== Written request ==
Render the rows from their very start through the line that contains "133 24 L 125" as a JSON list of strings, one string per line and no blank lines, with both ends included.

== Provided records ==
——————————
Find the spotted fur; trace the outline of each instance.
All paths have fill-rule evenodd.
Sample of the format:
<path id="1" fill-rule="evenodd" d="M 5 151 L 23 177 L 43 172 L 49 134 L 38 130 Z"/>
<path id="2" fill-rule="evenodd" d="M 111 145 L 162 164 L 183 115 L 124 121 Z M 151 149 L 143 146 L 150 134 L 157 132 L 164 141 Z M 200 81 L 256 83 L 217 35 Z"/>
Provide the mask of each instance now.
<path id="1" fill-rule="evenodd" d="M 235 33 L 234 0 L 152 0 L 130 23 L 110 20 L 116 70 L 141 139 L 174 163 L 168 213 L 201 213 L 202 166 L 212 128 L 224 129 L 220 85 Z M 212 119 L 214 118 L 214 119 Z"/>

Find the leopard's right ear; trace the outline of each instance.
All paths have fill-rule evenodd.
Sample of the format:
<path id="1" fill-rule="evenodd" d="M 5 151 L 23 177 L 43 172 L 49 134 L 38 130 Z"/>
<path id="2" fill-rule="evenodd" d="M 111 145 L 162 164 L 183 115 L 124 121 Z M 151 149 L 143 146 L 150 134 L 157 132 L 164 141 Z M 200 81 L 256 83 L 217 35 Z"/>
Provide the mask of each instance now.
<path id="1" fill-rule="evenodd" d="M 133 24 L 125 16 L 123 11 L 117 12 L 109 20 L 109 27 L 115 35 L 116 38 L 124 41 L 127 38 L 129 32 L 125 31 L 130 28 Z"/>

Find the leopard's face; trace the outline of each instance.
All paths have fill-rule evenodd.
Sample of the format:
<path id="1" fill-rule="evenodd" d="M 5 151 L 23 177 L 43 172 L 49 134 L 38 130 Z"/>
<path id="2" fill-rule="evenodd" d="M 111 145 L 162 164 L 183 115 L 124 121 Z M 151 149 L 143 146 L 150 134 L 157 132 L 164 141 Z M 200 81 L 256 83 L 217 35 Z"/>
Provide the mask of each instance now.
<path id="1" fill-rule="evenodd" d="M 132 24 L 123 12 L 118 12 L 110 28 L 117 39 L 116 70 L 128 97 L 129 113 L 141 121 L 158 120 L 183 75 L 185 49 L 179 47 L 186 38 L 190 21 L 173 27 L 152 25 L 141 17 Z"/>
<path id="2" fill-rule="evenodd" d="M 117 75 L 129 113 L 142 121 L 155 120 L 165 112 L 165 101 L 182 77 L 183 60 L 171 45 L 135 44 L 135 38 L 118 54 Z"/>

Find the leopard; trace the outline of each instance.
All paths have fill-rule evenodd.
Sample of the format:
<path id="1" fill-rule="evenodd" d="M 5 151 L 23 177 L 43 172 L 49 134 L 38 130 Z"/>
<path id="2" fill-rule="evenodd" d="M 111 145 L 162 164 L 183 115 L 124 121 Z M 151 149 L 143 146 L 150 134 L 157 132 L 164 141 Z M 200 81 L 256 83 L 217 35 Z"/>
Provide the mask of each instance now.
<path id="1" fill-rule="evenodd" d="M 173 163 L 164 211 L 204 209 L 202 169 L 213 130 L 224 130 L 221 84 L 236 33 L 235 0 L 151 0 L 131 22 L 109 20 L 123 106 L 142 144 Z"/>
——————————
== Exercise solution ==
[
  "Find the spotted fur; trace the outline of each instance.",
  "All paths have fill-rule evenodd.",
  "Sample of the format:",
  "<path id=\"1\" fill-rule=\"evenodd\" d=\"M 5 151 L 23 177 L 43 172 L 49 134 L 38 130 Z\"/>",
  "<path id=\"2\" fill-rule=\"evenodd\" d=\"M 111 145 L 162 164 L 183 115 L 124 121 Z M 151 149 L 143 146 L 150 134 L 157 132 L 164 141 Z M 200 81 L 256 83 L 217 35 Z\"/>",
  "Provide the mask of each instance now.",
  "<path id=\"1\" fill-rule=\"evenodd\" d=\"M 235 33 L 234 0 L 152 0 L 130 23 L 110 20 L 116 70 L 141 139 L 174 163 L 168 213 L 201 213 L 202 166 L 212 128 L 224 129 L 220 85 Z M 212 119 L 214 118 L 214 119 Z\"/>",
  "Find the leopard's right ear; trace the outline of each instance.",
  "All paths have fill-rule evenodd.",
  "Sample of the format:",
  "<path id=\"1\" fill-rule=\"evenodd\" d=\"M 5 151 L 23 177 L 43 172 L 49 134 L 38 130 Z\"/>",
  "<path id=\"2\" fill-rule=\"evenodd\" d=\"M 111 145 L 162 164 L 183 115 L 124 121 Z M 151 149 L 143 146 L 150 134 L 157 132 L 164 141 Z M 200 81 L 256 83 L 217 35 Z\"/>",
  "Provide the mask of each instance now.",
  "<path id=\"1\" fill-rule=\"evenodd\" d=\"M 133 24 L 125 16 L 123 11 L 117 12 L 109 20 L 109 27 L 115 35 L 116 38 L 124 41 L 127 38 L 129 32 L 125 31 L 130 28 Z\"/>"
]